* Page text

════════

Tag Archive for: Frankfurt School

Dialectics: The Prime Weapon Destroying Western Civilization

“Dialectics” is a term used to describe a method of philosophical argument that involves some sort of contradictory process between opposing sides.


For weeks now I have been ruminating on a paper or post about the state of the dialectic attack on Western civilization via every single imaginable metric. That is to say, think of a value or a compartment or a taboo that is part of the Western culture and thought process and it is under attack. From national feelings to sexual habits to your traditional form of diet in the West.

A lot of people get it at one level, but at the meta, its quite a well constructed ceaseless attack, created and launched via communist and postmodern think tanks, some of which date back over a hundred years.

The evidence is overflowing. So permeated is our culture now that you can basically play a version of dialectic Pin the Tail on the Donkey and win every time. You could blindfold yourself and spin around and walk forward with your arm out and whatever you stop against is probably an example.

Each day that goes by, my list of examples grows, and of course, the project becomes more intimidating. So I have decided to do a kind of proto-post on the subject. Perhaps each time I add a data point, I’ll do it in a separate post and link back to this one. It may be messy, but at least the ideas will be out there.

Let’s begin with this video on Diversity training:

What the makers of this otherwise excellent video fail to understand, can be seen in the last couple of sentences:

“Whatever the explanation, it is bad business in the long run”.

See, it’s meant to be. That is what many who are proper critics of the revolution that is now taking place, do not recognize or express. It is meant to ruin not just business, but all aspects of cooperation in our culture between all people by grouping them in various ways and setting them at each other. In fact they may not even recognize it as rhetorical/dialectic weapons in an actual war on Western thought, and the very concept of the individual itself. (My personal theory as to the nature of the vaccine mandates, was specifically to in part or in whole, dissolve the concept of the individual in our own heads and form an almighty collective we put before ourselves, guided by a God like state.) This is why people must be lumped into groups as the attackers define those groups, and set us all against each other. To not do so, is somehow racist, when in fact racism is a key part of the strategy by the leftist revolutionaries.

════════

Reproduce the dialectics post word for word, beginning at "A lot of people" and stopping after "probably an example.".

(Stored data entries)

════════

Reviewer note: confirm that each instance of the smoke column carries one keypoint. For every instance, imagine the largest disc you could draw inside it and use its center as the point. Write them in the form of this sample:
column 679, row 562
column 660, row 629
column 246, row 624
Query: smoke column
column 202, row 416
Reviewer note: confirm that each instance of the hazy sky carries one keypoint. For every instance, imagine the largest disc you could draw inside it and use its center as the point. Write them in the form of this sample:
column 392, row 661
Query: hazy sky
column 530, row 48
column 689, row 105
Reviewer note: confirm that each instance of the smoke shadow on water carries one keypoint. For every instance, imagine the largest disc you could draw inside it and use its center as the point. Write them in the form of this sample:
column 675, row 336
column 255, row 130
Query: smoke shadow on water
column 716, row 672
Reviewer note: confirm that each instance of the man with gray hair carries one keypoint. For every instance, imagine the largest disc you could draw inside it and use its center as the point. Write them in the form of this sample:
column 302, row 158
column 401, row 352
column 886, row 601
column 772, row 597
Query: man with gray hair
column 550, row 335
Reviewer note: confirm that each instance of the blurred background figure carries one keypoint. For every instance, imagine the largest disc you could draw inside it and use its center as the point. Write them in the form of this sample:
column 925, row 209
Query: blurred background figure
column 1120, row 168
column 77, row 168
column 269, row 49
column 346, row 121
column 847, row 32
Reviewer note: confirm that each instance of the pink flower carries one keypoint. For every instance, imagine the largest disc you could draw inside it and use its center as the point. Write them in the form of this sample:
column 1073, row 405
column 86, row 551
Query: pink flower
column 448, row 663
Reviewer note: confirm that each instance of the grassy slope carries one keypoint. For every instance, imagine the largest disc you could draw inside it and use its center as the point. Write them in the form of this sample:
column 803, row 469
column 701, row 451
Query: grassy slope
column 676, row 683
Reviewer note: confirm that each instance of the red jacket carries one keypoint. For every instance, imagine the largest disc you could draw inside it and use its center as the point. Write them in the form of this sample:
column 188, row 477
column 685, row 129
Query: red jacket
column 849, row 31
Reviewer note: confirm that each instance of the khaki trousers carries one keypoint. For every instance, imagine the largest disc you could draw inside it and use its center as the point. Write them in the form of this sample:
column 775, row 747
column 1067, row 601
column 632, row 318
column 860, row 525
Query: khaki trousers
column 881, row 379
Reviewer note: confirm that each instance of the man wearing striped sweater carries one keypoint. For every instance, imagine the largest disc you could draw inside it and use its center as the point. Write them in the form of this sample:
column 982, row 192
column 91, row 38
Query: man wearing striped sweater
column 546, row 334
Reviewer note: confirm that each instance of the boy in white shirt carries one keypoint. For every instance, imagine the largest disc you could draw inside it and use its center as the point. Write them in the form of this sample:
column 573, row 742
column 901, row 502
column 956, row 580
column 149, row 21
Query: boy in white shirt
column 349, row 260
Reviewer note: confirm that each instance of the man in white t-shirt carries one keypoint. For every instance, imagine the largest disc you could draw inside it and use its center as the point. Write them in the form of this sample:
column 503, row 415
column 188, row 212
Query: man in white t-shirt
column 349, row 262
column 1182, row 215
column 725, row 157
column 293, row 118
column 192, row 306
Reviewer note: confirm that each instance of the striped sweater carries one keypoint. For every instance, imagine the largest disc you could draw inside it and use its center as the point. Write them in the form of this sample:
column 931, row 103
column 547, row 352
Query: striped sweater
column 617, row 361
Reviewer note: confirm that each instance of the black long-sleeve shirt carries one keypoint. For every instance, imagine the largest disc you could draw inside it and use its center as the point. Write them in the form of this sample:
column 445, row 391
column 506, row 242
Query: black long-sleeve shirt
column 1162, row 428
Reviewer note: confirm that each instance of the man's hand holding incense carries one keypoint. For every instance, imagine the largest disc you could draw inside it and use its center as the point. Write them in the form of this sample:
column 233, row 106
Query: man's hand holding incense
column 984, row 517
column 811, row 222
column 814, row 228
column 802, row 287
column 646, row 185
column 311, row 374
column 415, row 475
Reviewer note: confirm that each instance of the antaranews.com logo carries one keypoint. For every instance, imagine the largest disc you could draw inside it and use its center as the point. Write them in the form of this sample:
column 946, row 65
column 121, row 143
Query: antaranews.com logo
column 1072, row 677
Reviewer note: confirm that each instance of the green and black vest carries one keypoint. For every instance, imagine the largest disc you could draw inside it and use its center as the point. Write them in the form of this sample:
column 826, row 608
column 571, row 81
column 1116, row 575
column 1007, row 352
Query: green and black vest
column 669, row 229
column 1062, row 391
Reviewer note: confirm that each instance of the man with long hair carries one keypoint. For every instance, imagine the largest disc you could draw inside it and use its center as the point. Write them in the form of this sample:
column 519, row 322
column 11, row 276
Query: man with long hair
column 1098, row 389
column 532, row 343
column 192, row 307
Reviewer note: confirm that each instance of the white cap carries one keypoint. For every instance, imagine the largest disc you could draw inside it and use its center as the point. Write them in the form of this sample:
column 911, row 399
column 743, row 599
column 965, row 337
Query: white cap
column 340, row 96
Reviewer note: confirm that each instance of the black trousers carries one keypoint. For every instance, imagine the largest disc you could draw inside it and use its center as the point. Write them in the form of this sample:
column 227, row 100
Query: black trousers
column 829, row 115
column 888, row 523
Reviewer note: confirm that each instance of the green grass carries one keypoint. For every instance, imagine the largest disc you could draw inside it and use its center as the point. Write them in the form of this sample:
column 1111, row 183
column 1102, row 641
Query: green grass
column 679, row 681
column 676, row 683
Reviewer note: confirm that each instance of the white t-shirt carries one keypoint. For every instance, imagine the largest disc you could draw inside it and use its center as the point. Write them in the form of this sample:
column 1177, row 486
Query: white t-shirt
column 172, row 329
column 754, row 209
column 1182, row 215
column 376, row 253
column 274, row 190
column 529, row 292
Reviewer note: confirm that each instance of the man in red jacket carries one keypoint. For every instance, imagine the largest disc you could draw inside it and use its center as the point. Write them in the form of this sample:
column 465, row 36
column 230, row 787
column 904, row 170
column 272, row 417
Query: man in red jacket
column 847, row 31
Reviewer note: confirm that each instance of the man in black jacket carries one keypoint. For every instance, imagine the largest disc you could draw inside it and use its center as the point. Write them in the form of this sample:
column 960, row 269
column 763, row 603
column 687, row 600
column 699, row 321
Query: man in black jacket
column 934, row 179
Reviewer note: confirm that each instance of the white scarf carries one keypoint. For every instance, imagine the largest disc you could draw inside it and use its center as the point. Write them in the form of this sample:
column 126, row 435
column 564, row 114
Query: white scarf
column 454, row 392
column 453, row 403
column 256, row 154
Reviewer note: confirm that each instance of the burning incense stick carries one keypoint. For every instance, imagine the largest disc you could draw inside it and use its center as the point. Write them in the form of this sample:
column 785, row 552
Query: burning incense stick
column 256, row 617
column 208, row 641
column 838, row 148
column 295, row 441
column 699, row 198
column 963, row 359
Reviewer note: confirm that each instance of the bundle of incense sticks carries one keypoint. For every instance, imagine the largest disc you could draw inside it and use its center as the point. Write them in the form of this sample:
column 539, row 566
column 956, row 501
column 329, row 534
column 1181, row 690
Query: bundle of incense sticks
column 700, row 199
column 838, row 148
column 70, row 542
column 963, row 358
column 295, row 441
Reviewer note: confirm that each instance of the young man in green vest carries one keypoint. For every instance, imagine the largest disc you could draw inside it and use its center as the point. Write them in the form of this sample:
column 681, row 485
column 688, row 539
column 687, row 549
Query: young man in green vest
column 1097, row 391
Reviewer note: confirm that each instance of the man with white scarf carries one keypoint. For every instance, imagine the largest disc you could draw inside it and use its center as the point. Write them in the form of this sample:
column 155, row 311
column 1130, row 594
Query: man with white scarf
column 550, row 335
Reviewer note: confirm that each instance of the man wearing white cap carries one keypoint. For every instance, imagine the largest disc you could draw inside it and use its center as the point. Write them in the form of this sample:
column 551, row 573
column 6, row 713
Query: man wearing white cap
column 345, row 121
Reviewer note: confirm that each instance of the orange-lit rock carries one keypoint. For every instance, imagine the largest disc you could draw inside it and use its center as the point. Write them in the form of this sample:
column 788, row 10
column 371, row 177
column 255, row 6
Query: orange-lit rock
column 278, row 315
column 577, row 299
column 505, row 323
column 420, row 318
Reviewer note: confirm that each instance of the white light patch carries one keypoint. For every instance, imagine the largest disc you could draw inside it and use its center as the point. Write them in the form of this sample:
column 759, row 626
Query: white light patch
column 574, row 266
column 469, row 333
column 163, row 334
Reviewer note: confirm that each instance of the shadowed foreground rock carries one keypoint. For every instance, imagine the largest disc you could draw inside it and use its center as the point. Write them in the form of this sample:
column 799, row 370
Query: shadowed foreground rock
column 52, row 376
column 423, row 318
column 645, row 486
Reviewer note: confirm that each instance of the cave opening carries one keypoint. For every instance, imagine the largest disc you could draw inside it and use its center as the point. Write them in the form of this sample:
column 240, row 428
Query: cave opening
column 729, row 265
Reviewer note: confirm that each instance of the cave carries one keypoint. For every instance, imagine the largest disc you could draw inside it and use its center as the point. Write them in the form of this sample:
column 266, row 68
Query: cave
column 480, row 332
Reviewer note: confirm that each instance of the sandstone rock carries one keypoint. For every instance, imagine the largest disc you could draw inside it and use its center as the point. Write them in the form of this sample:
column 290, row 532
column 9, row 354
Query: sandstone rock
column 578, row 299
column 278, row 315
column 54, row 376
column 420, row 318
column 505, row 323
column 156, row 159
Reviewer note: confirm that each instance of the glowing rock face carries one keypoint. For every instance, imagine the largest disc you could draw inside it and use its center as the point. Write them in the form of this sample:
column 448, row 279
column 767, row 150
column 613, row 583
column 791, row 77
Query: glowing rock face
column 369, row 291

════════

* Result
A lot of people get it at one level, but at the meta, its quite a well constructed ceaseless attack, created and launched via communist and postmodern think tanks, some of which date back over a hundred years.

The evidence is overflowing. So permeated is our culture now that you can basically play a version of dialectic Pin the Tail on the Donkey and win every time. You could blindfold yourself and spin around and walk forward with your arm out and whatever you stop against is probably an example.